--- START OF Document extract ---

On or about August 23, 2011 (Doc. 8-1 [Barroga Decl.] ¶ 6), Petitioner was released from ICE custody on his existing Order of Supervision “because it was determined that he had demonstrated to ICE's satisfaction that his removal would not occur in the reasonably foreseeable future.” (Doc. 1 ¶ 10.) According to Petitioner, it was “also necessarily determined at that time that [he] did not present an ongoing danger or a flight risk.” (Id. ¶ 11 (citing 8 C.F.R. § 241.4(e)(2)–(6).) Petitioner “was required to complete annual (and often more frequent) check ins with ICE through August 2025.” (Id. ¶ 13.) Petitioner's most recent check-in, prior to his arrest, was in July 2025 where he was informed that his assigned immigration officer was unavailable. (Id. ¶ 14.)
On August 21, 2025, while attending a check-in required under the conditions of his release, Petitioner was re-detained by ICE. (Id. ¶ 15.) Petitioner was detained pursuant to an arrest warrant issued on a DHS Form I-200. (Doc. 8-2 at 3; see Doc. 13-1 at 7.) On September 17, 2025, 27 days after Petitioner was arrested and two days after filing this lawsuit, Deportation Officer M. Aguilar served Petitioner with a Notice of Revocation of Release stating the following:
This letter is to inform you that your order of supervision has been revoked, and you will be detained in the custody of U.S. Immigration and Customs Enforcement (ICE) at this time. This decision has been made based on a review of your official alien file and a determination that there are changed circumstances in your case.
ICE has determined that you can be expeditiously removed from the United States pursuant to the outstanding order of removal against you. On April 17, 2001, you were ordered removed to Romania by an authorized U.S. DHS/DOJ official. Your case is under current review for removal to Romania.

--- END OF Document extract ---
--- START OF Material supplied ---

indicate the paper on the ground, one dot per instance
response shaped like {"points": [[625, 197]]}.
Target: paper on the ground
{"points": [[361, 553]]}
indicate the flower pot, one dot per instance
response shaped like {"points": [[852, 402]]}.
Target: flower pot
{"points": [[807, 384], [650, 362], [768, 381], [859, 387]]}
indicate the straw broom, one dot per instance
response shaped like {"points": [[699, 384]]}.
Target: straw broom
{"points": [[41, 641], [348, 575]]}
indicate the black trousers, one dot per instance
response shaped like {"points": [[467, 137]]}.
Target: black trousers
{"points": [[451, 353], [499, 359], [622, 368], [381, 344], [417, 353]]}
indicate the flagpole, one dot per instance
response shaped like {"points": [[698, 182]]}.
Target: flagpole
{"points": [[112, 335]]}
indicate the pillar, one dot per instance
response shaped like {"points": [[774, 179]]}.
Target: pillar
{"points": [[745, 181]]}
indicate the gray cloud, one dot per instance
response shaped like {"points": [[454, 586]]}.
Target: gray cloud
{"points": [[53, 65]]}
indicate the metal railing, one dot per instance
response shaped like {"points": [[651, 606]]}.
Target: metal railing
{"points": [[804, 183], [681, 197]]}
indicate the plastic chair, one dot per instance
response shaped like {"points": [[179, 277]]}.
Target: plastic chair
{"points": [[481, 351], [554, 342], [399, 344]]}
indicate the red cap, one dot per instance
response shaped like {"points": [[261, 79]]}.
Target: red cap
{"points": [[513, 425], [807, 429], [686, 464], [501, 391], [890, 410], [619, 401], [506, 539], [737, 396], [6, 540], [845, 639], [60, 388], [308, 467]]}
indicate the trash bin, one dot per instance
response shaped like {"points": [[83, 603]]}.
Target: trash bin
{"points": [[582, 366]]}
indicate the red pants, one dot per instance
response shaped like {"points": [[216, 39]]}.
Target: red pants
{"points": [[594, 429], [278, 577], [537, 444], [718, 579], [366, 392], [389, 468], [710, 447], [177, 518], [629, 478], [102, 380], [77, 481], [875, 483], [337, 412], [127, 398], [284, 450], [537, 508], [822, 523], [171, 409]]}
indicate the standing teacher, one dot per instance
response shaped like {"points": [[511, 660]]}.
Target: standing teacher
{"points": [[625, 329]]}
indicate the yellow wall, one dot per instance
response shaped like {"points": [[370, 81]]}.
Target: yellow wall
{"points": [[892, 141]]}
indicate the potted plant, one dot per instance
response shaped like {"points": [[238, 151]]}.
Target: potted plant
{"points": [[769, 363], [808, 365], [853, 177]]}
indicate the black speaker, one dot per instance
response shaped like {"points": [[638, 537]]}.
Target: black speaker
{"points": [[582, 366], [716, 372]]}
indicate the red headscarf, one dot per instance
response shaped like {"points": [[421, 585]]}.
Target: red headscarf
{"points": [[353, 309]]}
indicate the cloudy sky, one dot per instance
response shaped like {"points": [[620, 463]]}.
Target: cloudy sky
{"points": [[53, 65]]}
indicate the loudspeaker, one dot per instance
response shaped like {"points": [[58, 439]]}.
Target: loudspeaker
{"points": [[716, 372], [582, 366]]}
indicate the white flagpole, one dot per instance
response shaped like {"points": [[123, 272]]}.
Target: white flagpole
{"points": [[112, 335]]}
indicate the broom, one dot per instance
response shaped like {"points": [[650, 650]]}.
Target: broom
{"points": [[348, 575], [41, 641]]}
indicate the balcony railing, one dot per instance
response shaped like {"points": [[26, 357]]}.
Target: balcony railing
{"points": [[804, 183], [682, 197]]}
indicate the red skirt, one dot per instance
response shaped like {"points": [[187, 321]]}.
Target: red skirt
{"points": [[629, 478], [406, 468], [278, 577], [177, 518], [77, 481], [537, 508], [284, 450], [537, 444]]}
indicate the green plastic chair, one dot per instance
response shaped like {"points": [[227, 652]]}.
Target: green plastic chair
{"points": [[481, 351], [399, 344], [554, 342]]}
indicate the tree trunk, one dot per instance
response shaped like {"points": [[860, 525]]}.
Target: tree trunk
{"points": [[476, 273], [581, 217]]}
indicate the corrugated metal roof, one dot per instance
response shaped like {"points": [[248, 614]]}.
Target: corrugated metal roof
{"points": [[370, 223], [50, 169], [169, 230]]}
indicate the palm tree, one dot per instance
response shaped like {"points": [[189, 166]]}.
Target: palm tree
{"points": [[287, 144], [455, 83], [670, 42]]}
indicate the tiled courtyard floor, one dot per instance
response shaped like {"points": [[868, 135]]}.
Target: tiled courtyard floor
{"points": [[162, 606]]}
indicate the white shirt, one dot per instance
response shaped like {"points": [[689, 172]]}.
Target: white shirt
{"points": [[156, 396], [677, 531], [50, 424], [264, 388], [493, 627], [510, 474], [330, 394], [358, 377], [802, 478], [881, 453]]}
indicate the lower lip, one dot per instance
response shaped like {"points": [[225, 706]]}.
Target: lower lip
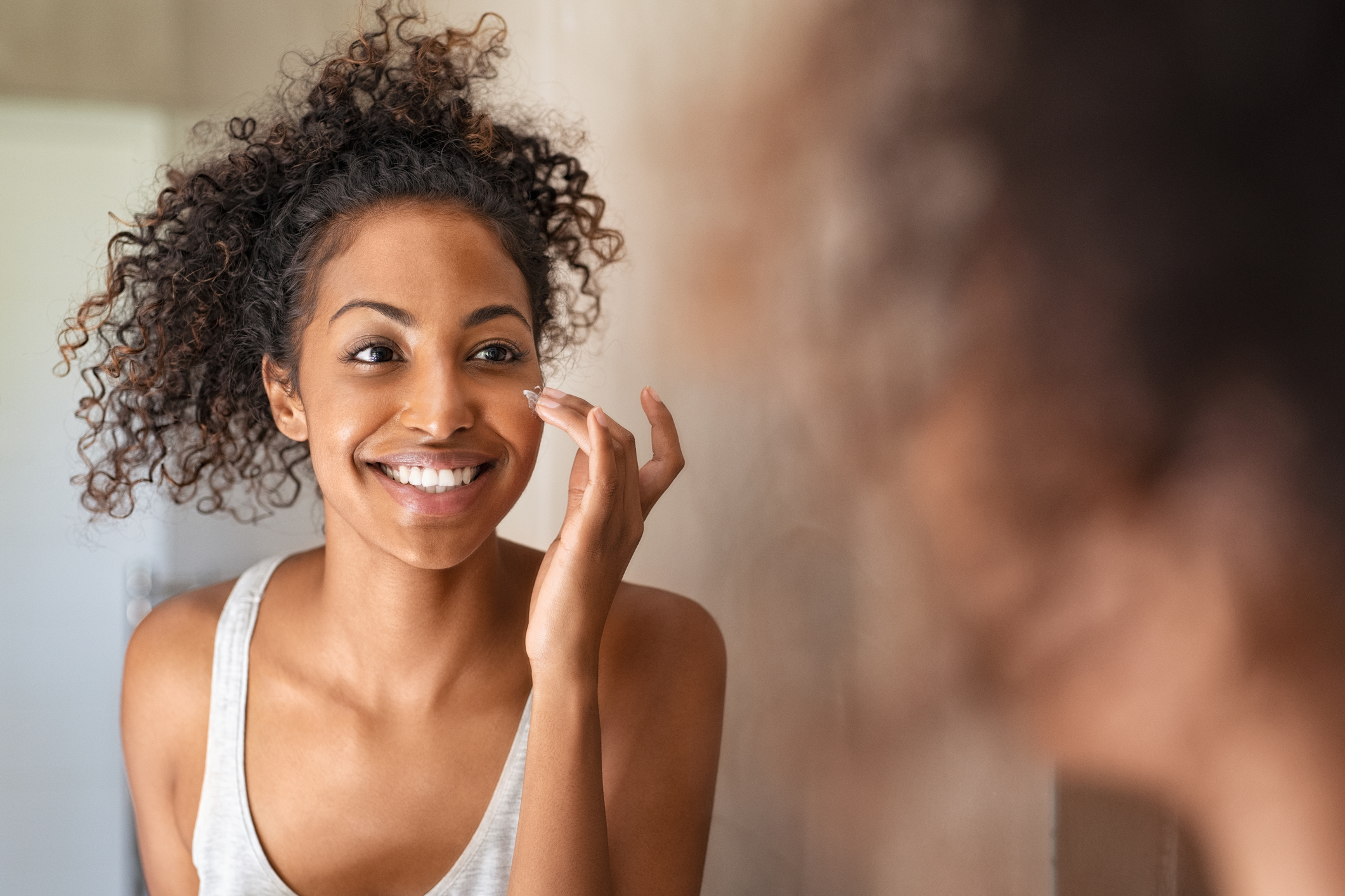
{"points": [[446, 503]]}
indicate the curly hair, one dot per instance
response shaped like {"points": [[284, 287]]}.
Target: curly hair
{"points": [[218, 276]]}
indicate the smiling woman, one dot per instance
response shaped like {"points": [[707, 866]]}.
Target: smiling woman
{"points": [[369, 283]]}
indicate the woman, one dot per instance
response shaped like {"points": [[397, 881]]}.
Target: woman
{"points": [[369, 282], [1129, 452]]}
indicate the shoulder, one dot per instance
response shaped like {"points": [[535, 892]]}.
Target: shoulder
{"points": [[645, 620], [179, 633], [662, 645], [166, 682]]}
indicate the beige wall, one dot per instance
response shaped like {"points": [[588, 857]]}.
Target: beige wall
{"points": [[854, 758]]}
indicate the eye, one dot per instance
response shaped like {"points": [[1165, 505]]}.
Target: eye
{"points": [[375, 354], [497, 354]]}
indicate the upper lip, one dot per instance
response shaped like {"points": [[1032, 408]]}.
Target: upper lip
{"points": [[436, 459]]}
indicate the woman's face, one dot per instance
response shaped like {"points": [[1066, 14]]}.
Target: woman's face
{"points": [[417, 356]]}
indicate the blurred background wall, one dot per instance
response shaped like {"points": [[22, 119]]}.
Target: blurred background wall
{"points": [[856, 758]]}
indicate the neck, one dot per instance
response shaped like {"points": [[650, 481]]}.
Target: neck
{"points": [[391, 633]]}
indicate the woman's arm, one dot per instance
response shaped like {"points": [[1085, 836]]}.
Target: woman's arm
{"points": [[657, 838], [164, 723]]}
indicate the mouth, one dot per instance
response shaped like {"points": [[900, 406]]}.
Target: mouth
{"points": [[431, 481]]}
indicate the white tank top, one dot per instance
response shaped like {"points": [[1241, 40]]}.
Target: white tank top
{"points": [[225, 848]]}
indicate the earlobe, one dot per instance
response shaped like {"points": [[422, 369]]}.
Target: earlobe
{"points": [[287, 410]]}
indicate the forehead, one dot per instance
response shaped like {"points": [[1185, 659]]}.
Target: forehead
{"points": [[424, 259]]}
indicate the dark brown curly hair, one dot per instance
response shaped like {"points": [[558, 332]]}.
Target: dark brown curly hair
{"points": [[216, 278]]}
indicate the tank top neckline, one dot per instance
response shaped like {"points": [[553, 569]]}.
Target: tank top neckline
{"points": [[247, 596]]}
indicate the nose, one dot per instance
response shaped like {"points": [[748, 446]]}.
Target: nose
{"points": [[438, 401]]}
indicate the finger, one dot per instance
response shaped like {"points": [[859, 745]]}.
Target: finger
{"points": [[604, 483], [668, 462], [568, 413], [627, 466]]}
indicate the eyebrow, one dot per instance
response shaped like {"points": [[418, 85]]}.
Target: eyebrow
{"points": [[491, 313], [404, 318]]}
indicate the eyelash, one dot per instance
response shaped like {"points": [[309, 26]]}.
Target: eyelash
{"points": [[514, 351], [353, 356]]}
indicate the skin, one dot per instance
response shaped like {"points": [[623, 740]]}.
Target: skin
{"points": [[389, 668], [1183, 638]]}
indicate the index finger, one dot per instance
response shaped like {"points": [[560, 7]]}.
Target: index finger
{"points": [[668, 462]]}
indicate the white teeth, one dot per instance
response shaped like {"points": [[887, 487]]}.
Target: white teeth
{"points": [[429, 479]]}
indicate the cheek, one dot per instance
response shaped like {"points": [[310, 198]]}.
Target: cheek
{"points": [[521, 431], [338, 420]]}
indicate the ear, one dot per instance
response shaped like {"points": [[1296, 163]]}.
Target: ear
{"points": [[287, 410]]}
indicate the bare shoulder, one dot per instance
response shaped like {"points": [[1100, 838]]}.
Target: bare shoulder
{"points": [[662, 639], [166, 684], [178, 637]]}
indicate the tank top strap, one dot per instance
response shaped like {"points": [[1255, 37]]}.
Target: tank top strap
{"points": [[224, 845]]}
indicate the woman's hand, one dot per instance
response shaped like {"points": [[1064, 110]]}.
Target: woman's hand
{"points": [[609, 497]]}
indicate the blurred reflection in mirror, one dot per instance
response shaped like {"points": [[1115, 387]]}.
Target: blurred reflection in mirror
{"points": [[1065, 280]]}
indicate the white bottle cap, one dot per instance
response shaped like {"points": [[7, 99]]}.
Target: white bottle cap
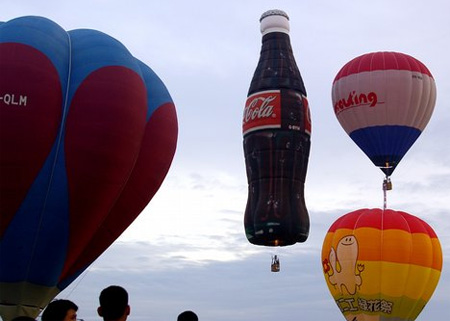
{"points": [[274, 21]]}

--- END OF Material supplied ---

__Your tasks__:
**1)** According to the immigration detention excerpt, on what date was the petitioner re-detained by ICE?
**2)** Extract every line of the records that contains the string "face", matching case exactly.
The immigration detention excerpt and the records are unrelated material.

__Solutions to the problems__:
**1)** August 21, 2025.

**2)**
indicate the woman's face, one dot per instance
Target: woman's face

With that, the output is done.